• **TO DO**
From the text below about the Seoul protest against the U.S. military presence, list every slogan that protesters chanted or carried on signs.

In America these days, almost any information about North Korea, be it rumor, fake news, or just plain silly, becomes fodder for the mainstream media. From TMZ to The Guardian, reporters know there is an insatiable appetite for anything that puts Kim and his regime in a bad or crazy light.
But when it comes to South Korea, which hosts 28,500 American ground troops and the Pentagon’s largest military base outside of North America, U.S. media coverage is, shall we say, highly selective. That was made resoundingly clear on August 14, when Seoul was the scene for the largest public demonstration in decades against the U.S. military presence in South Korea.
Amazingly, not a word about the protest appeared in the U.S. media.
That Saturday, thousands of people chanting “this land is not a U.S. war base” demonstrated against Ulchi Freedom Shield, the first large-scale military exercises between U.S. and South Korean forces since 2017. The protests were organized by the Korean Confederation of Trade Unions (KCTU), South Korea’s second-largest labor federation. They were joined by a range of progressive allies, including People’s Solidarity for Participatory Democracy (PSPD), an influential citizen’s group founded in 1994.
“At a time when military tensions on the Korean Peninsula are escalating and there is no clue for inter-Korean dialogue, we are concerned that an aggressive large-scale military exercise will exacerbate the situation,” PSPD declared. “We once again urge the US and ROK governments to suspend the ROK-US joint military exercise and make efforts to create conditions for dialogue.” At the demonstration, protesters took direct aim at the heart of U.S. policy in Korea, with signs that read “No war rehearsal, No U.S.” and “No Korea-U.S.-Japan military cooperation.”

• **Records**

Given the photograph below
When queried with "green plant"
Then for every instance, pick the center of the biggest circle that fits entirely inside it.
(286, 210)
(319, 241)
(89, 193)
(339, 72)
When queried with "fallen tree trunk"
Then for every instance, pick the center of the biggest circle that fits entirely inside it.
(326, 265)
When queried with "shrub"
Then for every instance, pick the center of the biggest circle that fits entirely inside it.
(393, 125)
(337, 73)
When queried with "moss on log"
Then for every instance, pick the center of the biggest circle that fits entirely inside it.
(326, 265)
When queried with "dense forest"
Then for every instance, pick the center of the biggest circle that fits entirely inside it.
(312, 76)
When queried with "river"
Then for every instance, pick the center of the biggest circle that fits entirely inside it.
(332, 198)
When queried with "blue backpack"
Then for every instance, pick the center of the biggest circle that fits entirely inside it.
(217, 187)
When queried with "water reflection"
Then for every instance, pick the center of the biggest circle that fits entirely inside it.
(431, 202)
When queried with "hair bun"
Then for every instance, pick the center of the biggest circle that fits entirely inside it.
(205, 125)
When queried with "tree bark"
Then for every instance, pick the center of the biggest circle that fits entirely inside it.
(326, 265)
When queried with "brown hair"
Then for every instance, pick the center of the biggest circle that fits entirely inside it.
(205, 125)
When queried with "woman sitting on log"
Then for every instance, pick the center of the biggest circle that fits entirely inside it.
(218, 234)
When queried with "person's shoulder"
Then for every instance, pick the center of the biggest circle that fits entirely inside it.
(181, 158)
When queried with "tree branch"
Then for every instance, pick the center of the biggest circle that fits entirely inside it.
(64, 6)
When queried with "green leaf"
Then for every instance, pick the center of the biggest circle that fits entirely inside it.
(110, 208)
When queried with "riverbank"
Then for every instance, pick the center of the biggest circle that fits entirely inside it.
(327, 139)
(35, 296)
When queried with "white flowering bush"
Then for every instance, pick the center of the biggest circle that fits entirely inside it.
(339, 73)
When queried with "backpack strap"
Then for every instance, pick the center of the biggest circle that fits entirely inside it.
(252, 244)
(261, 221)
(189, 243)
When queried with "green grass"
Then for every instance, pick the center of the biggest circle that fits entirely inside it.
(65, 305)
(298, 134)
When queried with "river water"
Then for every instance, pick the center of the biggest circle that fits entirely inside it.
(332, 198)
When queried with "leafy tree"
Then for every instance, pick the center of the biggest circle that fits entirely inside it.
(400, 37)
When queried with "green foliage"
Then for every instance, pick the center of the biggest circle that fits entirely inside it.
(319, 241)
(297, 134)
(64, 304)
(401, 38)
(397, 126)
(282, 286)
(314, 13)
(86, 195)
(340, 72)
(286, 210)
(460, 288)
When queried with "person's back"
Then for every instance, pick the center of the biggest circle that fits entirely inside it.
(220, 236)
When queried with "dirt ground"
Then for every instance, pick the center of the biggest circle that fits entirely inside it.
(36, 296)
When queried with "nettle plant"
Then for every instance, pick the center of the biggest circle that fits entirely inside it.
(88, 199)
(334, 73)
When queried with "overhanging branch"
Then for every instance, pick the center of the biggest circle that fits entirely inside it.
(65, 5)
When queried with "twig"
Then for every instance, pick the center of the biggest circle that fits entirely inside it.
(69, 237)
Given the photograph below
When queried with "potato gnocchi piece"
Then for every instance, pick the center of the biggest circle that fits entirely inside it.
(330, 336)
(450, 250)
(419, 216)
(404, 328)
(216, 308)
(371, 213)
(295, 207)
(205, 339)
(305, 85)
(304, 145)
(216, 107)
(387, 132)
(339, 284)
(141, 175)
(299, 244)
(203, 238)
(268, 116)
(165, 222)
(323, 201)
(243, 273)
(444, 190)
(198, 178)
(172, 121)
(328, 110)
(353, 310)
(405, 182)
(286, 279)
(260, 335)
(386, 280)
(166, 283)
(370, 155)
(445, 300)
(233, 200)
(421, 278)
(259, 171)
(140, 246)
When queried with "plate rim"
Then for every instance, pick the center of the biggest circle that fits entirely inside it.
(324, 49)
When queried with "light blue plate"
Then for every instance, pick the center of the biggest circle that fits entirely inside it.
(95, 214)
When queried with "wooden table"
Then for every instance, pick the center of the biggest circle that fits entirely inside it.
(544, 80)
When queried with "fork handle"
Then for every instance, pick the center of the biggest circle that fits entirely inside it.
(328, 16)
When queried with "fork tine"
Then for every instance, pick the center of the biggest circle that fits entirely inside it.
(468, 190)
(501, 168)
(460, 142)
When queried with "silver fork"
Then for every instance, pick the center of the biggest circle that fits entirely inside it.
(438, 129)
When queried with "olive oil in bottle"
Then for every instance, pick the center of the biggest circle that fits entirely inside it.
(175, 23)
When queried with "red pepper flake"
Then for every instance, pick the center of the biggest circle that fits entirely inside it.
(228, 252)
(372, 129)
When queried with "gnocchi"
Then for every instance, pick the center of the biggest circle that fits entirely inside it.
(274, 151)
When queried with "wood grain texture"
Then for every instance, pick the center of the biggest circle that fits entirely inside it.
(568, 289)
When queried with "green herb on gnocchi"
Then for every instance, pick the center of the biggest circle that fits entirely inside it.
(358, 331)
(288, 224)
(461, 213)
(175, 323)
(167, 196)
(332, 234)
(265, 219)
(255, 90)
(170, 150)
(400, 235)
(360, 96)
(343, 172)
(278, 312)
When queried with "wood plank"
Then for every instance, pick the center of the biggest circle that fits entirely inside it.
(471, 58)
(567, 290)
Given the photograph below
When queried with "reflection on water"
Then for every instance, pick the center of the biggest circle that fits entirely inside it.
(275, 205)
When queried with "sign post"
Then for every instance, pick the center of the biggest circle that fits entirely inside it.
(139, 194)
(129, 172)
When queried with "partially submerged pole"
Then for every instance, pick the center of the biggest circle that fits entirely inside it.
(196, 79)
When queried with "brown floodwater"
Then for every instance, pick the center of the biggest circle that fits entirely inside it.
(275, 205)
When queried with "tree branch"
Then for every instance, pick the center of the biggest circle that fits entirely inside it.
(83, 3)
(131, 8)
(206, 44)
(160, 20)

• **RESULT**
- "this land is not a U.S. war base"
- "No war rehearsal, No U.S."
- "No Korea-U.S.-Japan military cooperation."